** Problem to work on **
Type out the data exactly as given. Skip any image.

======== Source material

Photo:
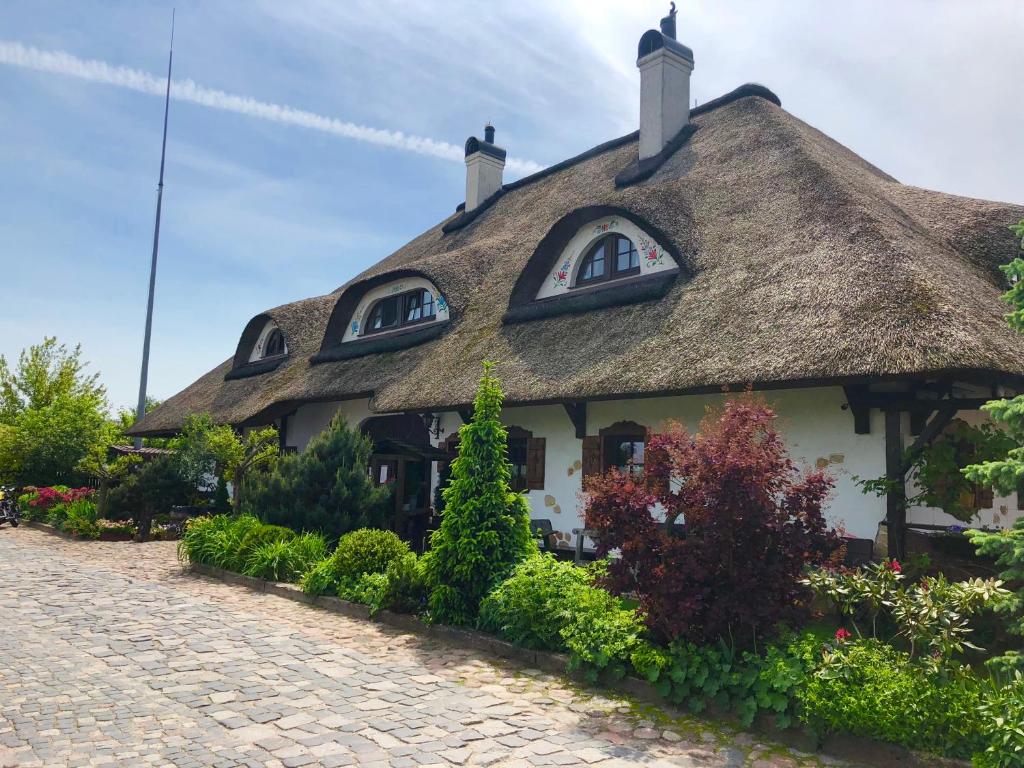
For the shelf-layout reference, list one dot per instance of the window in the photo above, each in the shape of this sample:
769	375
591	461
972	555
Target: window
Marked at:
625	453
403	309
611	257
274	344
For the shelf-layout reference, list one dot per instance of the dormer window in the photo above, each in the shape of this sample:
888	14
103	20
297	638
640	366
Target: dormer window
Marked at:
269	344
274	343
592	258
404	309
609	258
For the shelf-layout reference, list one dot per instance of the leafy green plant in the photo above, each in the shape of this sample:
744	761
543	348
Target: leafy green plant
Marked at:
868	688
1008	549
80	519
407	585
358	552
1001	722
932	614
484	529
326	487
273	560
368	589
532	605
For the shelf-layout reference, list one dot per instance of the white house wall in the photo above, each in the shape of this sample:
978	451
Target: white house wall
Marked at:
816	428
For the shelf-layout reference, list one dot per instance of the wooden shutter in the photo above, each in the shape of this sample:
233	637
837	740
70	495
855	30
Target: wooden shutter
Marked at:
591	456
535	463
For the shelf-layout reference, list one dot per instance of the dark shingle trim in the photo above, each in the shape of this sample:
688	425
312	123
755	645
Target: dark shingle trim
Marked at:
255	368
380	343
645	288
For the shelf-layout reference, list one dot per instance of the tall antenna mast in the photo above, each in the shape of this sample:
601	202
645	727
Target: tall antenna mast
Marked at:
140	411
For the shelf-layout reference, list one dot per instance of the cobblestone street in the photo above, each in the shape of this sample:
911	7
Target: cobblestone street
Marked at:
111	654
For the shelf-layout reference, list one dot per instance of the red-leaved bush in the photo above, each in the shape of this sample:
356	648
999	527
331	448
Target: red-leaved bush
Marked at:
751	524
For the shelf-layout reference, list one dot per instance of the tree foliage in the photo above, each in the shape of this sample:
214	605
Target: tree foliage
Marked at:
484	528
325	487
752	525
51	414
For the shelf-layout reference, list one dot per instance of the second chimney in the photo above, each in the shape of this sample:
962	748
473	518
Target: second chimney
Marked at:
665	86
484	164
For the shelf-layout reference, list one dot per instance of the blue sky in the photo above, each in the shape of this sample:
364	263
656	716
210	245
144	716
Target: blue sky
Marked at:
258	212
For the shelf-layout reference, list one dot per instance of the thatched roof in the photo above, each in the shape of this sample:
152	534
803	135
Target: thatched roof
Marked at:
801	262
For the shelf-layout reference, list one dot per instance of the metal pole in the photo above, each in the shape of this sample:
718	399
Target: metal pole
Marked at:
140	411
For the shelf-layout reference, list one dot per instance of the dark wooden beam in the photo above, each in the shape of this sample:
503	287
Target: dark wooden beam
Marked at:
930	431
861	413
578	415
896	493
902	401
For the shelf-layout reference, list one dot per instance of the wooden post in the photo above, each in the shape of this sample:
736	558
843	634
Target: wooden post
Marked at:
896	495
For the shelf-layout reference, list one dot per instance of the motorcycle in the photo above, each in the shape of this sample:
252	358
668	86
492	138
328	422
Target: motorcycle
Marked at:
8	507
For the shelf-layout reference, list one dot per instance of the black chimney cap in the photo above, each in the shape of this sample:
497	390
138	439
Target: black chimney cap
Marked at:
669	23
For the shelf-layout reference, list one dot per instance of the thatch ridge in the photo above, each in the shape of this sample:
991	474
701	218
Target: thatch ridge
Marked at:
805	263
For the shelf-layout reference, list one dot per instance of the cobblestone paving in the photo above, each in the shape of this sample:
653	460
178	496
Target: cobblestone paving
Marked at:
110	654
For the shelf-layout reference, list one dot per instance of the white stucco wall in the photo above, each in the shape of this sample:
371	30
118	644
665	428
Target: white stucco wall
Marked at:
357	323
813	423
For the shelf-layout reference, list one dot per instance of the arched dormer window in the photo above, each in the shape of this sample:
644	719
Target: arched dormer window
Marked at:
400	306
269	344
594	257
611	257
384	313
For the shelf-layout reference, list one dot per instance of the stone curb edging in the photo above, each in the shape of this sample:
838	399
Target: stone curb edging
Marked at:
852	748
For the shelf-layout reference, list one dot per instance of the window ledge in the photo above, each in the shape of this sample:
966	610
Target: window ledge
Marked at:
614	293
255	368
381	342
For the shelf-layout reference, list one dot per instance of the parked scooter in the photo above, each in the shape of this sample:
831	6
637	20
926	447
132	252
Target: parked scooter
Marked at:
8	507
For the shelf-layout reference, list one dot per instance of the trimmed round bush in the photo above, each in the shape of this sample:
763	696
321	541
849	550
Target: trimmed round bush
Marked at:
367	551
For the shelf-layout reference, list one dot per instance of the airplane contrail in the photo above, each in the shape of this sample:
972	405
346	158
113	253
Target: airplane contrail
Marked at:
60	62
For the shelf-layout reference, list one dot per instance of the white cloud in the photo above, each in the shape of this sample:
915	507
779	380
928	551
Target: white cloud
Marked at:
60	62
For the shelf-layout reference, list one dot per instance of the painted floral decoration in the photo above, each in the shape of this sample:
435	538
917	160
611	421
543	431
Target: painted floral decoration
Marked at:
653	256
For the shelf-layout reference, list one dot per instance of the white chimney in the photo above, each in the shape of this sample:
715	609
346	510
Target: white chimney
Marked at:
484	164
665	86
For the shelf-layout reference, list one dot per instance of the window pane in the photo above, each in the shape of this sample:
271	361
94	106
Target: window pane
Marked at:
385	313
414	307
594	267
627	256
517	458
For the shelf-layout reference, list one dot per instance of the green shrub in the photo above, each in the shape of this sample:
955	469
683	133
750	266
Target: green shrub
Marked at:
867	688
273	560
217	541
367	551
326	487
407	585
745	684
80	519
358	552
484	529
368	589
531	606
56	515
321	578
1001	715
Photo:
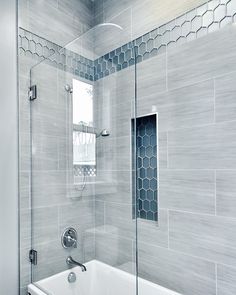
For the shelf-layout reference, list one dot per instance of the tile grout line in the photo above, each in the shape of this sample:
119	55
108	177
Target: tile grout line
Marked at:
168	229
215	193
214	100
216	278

================

** Answer to this problem **
Photo:
For the shelf-layout reference, list one dot per instance of the window in the photo above, each in the shape of this sample:
769	375
591	461
972	555
Target: window
Marked at:
625	453
403	309
611	257
274	344
For the shelf-layout reference, list one dot per instance of the dormer window in the photo above, each in the shape of this sample:
888	14
103	20
297	638
640	366
Target: dormer window
Marked at:
269	344
274	343
592	258
404	309
609	258
For the shelf-layout reference, list one dot per instance of the leafy green plant in the photo above, each in the shape of this sample:
744	761
543	348
Target: leafy green plant
Marked at:
868	688
1008	549
80	519
407	585
358	552
1001	722
932	614
484	529
326	487
273	560
368	589
532	605
For the shelf-layout reference, list one dot per instance of the white house wall in the photo above, each in the shape of this sample:
978	451
Target: white house wall
Marked at:
816	428
For the shelf-layout reference, list one dot per instance of the wooden shutter in the photo above, each in the shape of this sample:
233	637
837	740
70	495
855	30
Target: wooden shutter
Marked at:
591	456
535	463
For the shelf-layout reference, list one dot per instance of the dark shingle trim in the photo above, each in the shape of this sample:
688	425
312	123
755	645
Target: dark shingle trim
Marked at:
255	368
380	343
645	288
For the shelf-layout reference, list one dot per instance of the tall antenna mast in the photo above, each in the shape of this sample:
601	202
645	727
Target: tall antenna mast
Marked at:
140	411
For the shelf-layout reference, list one dot per instance of the cobblestone street in the photo above, each in the shape of this sample:
911	7
Target: cobblestone street
Marked at:
111	654
For the shelf-layout reference, list one dot per instance of the red-leaved bush in the photo above, each in the shape of this sample:
356	648
999	527
331	448
Target: red-leaved bush
Marked at:
751	524
For the shelf-layout reference, list one dot per instance of the tree foliage in the photo above, each in the shape of this sample:
214	605
Target: tree foliage
Marked at:
484	528
325	487
752	525
51	414
For the shelf-layout reference, list one dot per instance of the second chimney in the photo above, each in the shape of this sample:
962	748
473	518
Target: second chimney
Marked at:
665	86
484	164
For the shelf-layout reference, list one dot per instance of the blue sky in the photo above, each in the shape of this sample:
364	263
656	716
210	245
144	716
Target: blue sky
Marked at:
258	212
For the shelf-layout reference, list one dot per instance of the thatched roof in the photo above, each in the shape of this sample:
152	534
803	135
Target: thatched roof
Marked at:
801	262
For the shelf-layout reference, list one dot per instance of the metal pole in the photo above, each in the shape of this sample:
718	399
Target: metal pole
Marked at:
140	411
For the shelf-layout reference, list one dot per instance of the dark wooden beam in the photo above, each in the shape of this sample:
503	287
Target: dark wooden beam
Marked at:
930	431
861	413
578	415
896	493
902	401
For the shelf-layout reference, list one dot per instance of the wooden post in the photo above, each in the shape of this sample:
736	558
843	634
Target: wooden post
Marked at:
896	495
For the shelf-layout reference, list one dot per instance of the motorcycle in the photo above, each in the shape of this sample:
252	358
668	86
492	138
328	422
Target: motorcycle
Marked at:
8	507
For the shelf-layout reference, list one dot per instance of the black chimney cap in the photo above, each in the shape of this sample:
497	390
138	439
Target: black chimney cap
Marked at:
669	23
For the shelf-layout reference, list one dot per instance of the thatch ridge in the photo above, each in the shape of this sample:
991	474
701	218
Target: thatch ridge
Marked at:
805	263
For the shelf-layout reference, list one dot per instance of the cobblestone paving in the photo above, each in the shape of this sample:
653	460
178	496
Target: cobblestone paving
Marked at:
110	654
For the shelf-layout reference, list one dot per instance of the white stucco wall in the photo above, each in the shape of this sample:
371	30
118	644
665	428
Target: white stucco wall
Marked at:
357	323
813	423
For the shelf-layout reference, list one dot per instance of the arched dormer window in the photo above, each in the shape of this sample:
644	719
Target: arched dormer window
Marked at:
400	306
269	344
594	257
611	257
384	313
For the shelf-layout reference, list one dot per instance of the stone curb edging in the photo above, each in the shape of this sample:
838	399
Target: stone curb edging
Marked at:
852	748
For the shelf-layout reference, list one dot per instance of the window ledge in the photo above, each in the shape of this sample:
966	610
Target: window ledge
Marked at:
614	293
255	368
381	342
For the shelf-layout reference, list one dot per instance of the parked scooter in the photo above, each in the shape of this sample:
831	6
637	20
926	447
132	252
Target: parked scooter
Marked at:
8	507
For the shelf-layout reference, list one dot per instance of the trimmed round bush in the photo above, each in the shape of this sample:
763	696
321	541
849	550
Target: trimmed round bush
Marked at:
367	551
For the shelf-layout reference, list one dot per instance of the airplane contrail in the photo above, each in the shape of this sample:
972	405
346	158
113	253
Target: airplane contrail
Marked at:
60	62
For the shelf-layout reference, list one dot per instance of the white cloud in the photo above, each in the shape of this sample:
915	507
779	380
928	551
Target: white cloud
Marked at:
60	62
For the shelf-layout reference, list one dot per instance of the painted floral decoration in the photo above, each in the shape of this sample:
435	538
917	160
611	421
543	431
Target: painted floral decoration
Marked at:
653	256
For the shelf-layout reference, list one dot per instance of the white chimney in the photo above, each in the shape of this sample:
715	609
346	510
Target: white chimney
Marked at:
484	164
665	86
For the shelf-layout reference, list one dot per instance of the window pane in the photo above, each in the shape of this sample:
271	361
94	106
Target: window pane
Marked at:
385	313
414	307
594	267
627	256
517	458
For the shelf-layout reference, list one dot per instance of the green shrub in the photo above, each in the shape of this sample:
955	469
683	133
750	266
Target: green shrub
Marked at:
867	688
273	560
217	541
367	551
326	487
407	585
745	684
80	519
358	552
484	529
368	589
531	606
56	515
321	578
1001	715
Photo:
For the shelf-layout reference, list one dot per instance of the tile grout line in the photo above, each in the shape of this sample:
119	55
108	177
Target: tile grout line
Marked at:
168	229
215	193
214	100
216	278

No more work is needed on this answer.